§ **WORK ORDER 1**
In the article about Candace Ayers's obituary, at which hospital did she die?
§ **WORK ORDER 2**
Carry on the article about Candace Ayers's obituary, starting after its last sentence.

§ **SELECTED TEXT**
········

The first paragraph of a woman’s obituary in Illinois earlier this month was an eye-opener. “Springfield, IL—Candace Cay (Kruger) Ayers, 66, of Springfield, passed away on September 3, 2021, at St. John's Hospital in Springfield, IL. She was preceded in death by more than 4,531,799 others (globally) who were infected with COVID-19. She was vaccinated but was infected by others who chose not to be. The cost was her life.”
The tragic pain and despair that her family has wrestled with since the pretty grandmother died on a COVID hospital bed two weeks ago is what triggered the bold emotion. The Ayers family is having a tough time processing Candace's death and wanted to try to inspire others to get a vaccine and wear a mask, her son Marc Ayers said.
Sharing daily worldwide COVID-19 death numbers in her obituary was aimed to make people take pause, he said.
Personally, it is a bit of a reach for me to blame sickness or death on others during a worldwide pandemic, but Ayers feels strongly after COVID took his mom. "This was to illustrate that this isn't just an issue contained to the U.S., but it has a global impact," Ayers said. "My mom was a fighter. She kept fighting and fighting and fighting. We wanted to send a point."
This they have accomplished with the story going viral since it was learned Candace was a rare ‘breakthrough’ victim. According to a CNN account, "I took my parents to get that second jab (in March), and we were all so excited," said their son. "We are a family that believes in science. We believe in masks, and we believe in vaccines. We were ready to get back to normal."
But Candace Ayers died nearly six months later following a July trip with her husband to Mississippi. Her death certificate says she died of COVID-19. According to the Centers for Disease Control and Prevention, a “breakthrough case” occurs when someone tests positive for COVID-19 at least 14 days after they have been fully vaccinated, according to the CDC. Such infections can cause disease with symptoms, and some people can have no symptoms at all. Research has shown that if people become infected after vaccination, typically they get a milder case.
Again from CNN: Between early April and mid-July - as the Delta variant was gaining dominance - fully vaccinated people represented eight percent of all COVID-19 cases, eight percent of hospitalizations and nine percent of deaths, according to a CDC study published just this month.

········

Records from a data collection

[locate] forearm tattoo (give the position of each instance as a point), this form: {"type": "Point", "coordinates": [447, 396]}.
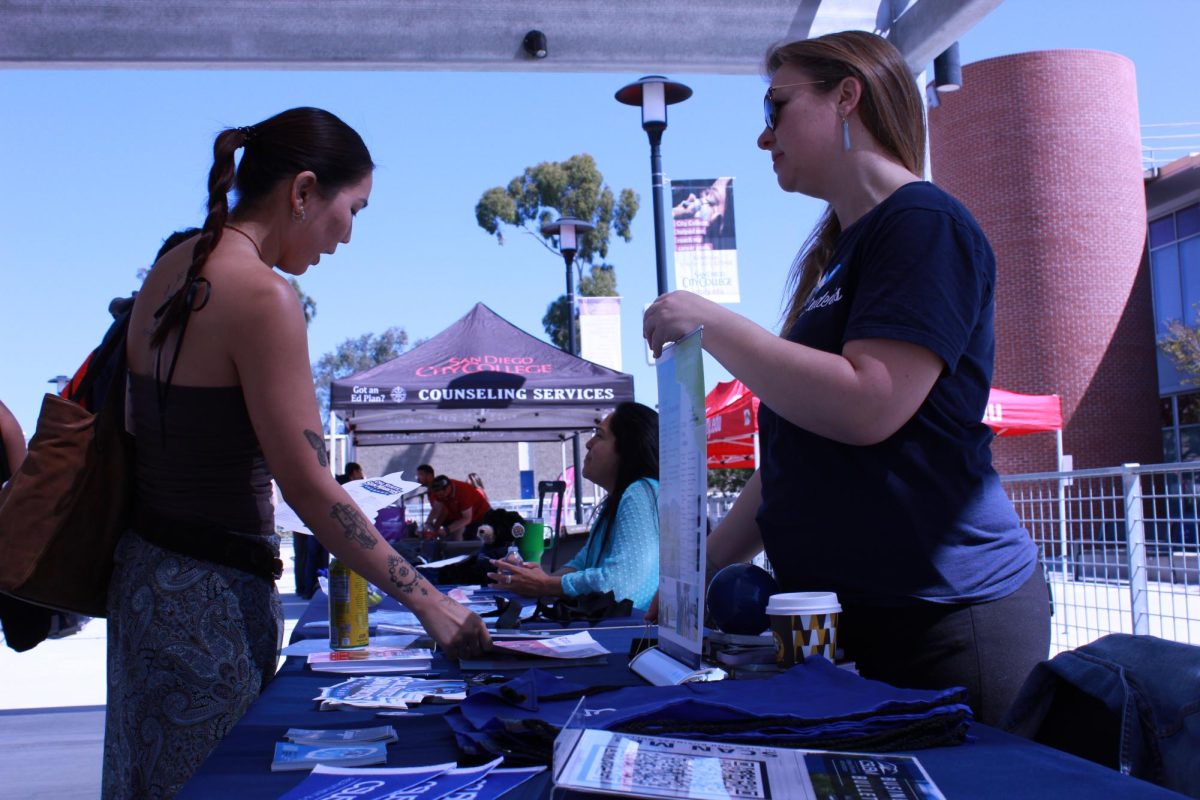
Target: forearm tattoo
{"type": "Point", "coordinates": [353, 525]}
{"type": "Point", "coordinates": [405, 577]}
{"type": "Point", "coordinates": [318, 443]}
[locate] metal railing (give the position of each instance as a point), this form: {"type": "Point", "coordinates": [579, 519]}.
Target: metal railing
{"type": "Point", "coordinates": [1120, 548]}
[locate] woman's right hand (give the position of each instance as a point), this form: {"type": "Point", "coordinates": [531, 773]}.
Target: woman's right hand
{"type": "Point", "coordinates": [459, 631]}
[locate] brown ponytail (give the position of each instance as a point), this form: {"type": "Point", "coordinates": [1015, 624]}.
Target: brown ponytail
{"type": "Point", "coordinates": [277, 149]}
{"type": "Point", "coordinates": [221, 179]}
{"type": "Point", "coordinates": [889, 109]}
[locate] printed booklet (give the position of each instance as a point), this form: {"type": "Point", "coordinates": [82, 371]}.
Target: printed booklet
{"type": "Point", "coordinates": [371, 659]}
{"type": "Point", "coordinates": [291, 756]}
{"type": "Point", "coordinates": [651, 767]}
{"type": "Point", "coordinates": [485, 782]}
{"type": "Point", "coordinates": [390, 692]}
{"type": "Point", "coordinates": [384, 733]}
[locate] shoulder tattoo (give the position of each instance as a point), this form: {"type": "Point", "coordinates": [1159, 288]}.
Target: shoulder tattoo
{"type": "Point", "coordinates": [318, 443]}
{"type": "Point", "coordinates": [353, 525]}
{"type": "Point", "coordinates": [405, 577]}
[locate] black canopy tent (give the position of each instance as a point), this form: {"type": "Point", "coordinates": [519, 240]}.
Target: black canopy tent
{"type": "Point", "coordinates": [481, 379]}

········

§ **ANSWER SPACE 1**
St. John's Hospital in Springfield, IL.

§ **ANSWER SPACE 2**
And Candace Ayers was especially vulnerable because she was older and had an underlying health condition: “My mother had severe rheumatoid arthritis. We were always the most concerned about her getting it because she was immuno-compromised," Ayers said. "We were wrestling with whether they should have traveled but things were looking so good, and with them being fully vaccinated, we just didn't have any thoughts of them going to visit friends in Mississippi.
“The Delta variant was just hitting the radar. Breakthrough cases were rare at that point. Our worst nightmare came true." (About 70 percent of breakthrough cases resulting in hospitalization were among adults 65 and older and about 87 percent of breakthrough cases resulting in death were among adults 65 and older, according to the CDC data.
The family has gotten positive and negative feedback to the obituary, he said. “It's been really wonderful to hear from friends and strangers regarding the obituary. Because of our story," Ayers said, "people have told us they are getting vaccinated.
"Of course, there are negative comments as well, but the majority has been positive."
Marc said in several interviews, “The big thing is that this didn’t have to happen. This all could have been avoided. This could have been prevented by a few acts of kindness. They were in a state that had one of the lowest vaccination rates in the country. Getting a vaccine and wearing a mask for others ... had this been done, she would be here today."
If only people would get the vaccine, others might live.